[Start of Attachment]

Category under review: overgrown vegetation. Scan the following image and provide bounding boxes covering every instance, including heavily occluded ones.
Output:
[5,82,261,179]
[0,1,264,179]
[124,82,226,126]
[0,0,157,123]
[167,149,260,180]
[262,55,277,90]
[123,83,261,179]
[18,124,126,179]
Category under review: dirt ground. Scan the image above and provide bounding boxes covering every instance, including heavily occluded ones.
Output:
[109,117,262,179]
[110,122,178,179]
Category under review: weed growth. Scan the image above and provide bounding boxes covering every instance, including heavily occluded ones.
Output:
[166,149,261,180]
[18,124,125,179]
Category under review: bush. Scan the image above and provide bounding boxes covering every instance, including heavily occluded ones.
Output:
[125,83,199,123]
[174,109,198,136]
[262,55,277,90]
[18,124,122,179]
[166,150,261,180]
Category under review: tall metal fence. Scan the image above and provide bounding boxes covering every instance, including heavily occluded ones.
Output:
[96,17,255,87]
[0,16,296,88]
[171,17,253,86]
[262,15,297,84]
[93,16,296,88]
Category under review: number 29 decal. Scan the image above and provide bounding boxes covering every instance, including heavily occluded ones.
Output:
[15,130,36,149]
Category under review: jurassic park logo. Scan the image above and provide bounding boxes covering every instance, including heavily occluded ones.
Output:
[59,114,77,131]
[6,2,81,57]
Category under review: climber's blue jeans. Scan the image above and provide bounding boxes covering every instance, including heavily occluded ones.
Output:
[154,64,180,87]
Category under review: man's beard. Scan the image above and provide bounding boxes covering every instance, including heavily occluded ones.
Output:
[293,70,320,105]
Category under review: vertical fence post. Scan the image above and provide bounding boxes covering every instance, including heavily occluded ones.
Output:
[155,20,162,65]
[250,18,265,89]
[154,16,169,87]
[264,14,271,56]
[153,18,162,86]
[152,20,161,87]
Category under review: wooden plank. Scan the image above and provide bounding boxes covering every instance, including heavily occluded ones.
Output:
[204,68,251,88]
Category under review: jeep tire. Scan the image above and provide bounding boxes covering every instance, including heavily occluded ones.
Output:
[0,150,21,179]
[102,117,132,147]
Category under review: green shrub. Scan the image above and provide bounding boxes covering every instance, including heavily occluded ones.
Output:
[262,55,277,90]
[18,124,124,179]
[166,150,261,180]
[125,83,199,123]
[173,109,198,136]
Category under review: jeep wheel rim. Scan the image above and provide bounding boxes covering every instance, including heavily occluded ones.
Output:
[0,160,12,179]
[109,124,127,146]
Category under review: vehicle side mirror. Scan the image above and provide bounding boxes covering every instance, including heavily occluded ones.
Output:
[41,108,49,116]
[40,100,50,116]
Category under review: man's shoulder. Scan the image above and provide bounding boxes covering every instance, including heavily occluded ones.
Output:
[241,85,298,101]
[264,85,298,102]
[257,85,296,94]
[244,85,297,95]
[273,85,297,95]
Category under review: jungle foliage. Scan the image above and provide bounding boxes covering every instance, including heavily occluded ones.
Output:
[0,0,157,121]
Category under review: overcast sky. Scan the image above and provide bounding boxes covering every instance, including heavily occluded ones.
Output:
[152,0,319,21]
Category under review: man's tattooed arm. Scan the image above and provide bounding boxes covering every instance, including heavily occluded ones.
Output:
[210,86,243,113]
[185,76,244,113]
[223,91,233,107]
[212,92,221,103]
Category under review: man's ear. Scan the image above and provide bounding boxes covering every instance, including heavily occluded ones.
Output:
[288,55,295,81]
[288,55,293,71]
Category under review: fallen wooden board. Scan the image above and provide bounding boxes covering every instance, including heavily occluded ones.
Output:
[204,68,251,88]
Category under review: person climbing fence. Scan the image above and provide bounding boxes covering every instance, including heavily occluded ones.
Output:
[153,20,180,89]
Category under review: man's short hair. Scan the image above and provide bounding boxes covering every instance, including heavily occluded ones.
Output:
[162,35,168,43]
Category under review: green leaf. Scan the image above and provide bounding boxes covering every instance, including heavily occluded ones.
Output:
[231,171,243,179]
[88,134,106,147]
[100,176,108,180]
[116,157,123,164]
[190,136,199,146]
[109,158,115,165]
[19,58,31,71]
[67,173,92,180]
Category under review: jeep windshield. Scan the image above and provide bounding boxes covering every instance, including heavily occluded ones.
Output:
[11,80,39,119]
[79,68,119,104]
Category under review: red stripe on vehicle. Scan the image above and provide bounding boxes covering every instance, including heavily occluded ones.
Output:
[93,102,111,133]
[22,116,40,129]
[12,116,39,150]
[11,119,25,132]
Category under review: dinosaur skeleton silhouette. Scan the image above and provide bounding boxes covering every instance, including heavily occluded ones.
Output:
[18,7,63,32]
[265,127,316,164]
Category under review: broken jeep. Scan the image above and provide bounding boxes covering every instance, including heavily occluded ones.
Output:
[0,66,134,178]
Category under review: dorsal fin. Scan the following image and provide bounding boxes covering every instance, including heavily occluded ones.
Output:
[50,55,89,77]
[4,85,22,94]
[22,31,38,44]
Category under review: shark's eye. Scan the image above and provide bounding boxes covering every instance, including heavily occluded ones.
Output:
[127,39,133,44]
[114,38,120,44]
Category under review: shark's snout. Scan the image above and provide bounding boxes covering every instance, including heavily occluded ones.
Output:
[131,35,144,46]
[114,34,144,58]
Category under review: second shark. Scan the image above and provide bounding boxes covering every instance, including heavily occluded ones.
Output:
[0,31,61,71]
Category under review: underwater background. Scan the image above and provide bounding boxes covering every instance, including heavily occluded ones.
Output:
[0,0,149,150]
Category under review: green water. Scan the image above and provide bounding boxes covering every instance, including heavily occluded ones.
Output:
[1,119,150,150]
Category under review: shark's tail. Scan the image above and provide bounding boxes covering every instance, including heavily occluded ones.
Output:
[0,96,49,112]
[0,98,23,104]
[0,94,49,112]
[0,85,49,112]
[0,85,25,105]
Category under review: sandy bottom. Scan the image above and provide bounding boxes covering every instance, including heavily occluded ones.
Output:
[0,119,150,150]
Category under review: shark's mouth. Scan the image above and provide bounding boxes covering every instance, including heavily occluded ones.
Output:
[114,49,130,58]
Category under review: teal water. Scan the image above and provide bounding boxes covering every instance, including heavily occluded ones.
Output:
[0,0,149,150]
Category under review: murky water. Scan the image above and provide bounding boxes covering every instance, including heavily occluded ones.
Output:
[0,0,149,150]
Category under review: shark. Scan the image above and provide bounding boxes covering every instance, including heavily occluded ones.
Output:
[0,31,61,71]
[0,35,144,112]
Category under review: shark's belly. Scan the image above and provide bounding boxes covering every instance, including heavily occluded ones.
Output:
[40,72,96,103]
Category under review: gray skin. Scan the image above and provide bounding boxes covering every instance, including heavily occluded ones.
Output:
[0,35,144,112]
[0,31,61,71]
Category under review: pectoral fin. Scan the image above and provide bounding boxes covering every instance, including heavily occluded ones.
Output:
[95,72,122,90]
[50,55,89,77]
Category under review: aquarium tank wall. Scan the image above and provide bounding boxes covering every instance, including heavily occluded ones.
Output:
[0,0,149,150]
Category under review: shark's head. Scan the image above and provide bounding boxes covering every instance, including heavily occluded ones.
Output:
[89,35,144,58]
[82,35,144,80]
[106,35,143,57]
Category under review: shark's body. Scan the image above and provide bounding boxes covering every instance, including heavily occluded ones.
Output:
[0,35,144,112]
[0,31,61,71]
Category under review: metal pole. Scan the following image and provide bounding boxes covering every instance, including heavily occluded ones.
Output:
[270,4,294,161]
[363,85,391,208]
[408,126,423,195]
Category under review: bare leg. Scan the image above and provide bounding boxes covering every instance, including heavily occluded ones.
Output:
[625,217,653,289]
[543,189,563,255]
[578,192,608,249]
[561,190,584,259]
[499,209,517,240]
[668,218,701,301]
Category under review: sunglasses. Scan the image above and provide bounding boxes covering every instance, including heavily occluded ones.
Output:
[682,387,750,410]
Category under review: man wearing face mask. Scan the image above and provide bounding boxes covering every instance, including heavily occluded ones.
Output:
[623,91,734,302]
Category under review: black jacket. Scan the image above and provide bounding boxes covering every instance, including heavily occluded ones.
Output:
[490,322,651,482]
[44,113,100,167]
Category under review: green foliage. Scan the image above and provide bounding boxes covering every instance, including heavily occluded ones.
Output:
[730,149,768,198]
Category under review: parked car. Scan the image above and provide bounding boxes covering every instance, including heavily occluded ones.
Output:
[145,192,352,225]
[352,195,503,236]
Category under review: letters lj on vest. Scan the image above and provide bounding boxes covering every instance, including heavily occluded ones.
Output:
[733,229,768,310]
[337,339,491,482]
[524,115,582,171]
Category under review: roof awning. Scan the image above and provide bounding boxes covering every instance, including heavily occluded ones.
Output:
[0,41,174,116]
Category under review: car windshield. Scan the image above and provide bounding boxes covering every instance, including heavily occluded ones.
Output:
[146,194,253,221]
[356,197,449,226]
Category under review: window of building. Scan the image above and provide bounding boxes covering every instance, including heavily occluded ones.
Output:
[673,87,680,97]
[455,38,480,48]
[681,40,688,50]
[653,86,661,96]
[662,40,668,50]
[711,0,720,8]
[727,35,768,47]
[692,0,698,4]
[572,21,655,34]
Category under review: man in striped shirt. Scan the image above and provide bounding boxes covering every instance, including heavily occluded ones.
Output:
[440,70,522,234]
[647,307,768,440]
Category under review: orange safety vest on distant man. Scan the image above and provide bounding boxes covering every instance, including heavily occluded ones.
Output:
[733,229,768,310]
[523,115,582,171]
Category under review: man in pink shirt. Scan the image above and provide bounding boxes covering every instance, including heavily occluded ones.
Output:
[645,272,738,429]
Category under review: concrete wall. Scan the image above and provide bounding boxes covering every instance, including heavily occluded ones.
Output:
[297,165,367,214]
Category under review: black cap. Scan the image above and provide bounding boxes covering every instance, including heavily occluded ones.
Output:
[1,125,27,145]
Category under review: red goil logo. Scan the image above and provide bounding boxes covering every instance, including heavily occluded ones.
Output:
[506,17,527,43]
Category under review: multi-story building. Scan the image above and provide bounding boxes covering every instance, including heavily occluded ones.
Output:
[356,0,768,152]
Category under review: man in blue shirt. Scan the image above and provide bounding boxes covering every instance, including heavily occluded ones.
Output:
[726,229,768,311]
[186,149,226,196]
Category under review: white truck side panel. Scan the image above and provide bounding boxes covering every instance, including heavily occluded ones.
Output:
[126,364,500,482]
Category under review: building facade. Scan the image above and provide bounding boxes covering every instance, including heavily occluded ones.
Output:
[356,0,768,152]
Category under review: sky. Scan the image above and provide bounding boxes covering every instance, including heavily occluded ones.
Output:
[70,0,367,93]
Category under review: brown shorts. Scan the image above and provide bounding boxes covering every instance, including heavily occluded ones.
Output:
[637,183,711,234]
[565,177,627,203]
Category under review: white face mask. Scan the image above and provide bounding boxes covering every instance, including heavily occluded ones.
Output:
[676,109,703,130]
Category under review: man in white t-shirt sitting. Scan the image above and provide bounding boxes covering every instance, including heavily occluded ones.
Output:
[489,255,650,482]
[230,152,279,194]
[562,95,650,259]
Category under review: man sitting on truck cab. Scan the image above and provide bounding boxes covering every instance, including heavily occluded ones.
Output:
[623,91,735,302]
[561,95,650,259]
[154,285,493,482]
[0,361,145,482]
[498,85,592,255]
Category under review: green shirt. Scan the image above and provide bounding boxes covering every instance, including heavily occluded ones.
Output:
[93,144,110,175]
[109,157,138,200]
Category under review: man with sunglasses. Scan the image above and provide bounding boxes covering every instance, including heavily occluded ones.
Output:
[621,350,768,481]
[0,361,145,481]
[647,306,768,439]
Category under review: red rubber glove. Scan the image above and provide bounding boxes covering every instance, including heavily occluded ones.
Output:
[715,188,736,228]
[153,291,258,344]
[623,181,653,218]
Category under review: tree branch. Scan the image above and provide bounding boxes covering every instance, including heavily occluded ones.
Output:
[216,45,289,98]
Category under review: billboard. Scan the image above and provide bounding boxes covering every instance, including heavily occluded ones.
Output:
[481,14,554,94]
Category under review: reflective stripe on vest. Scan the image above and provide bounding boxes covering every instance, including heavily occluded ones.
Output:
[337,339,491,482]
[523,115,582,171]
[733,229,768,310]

[End of Attachment]

ACTION ITEM
Go over the records above and tally each line that includes "vest". Give the total by itself.

TASK ANSWER
3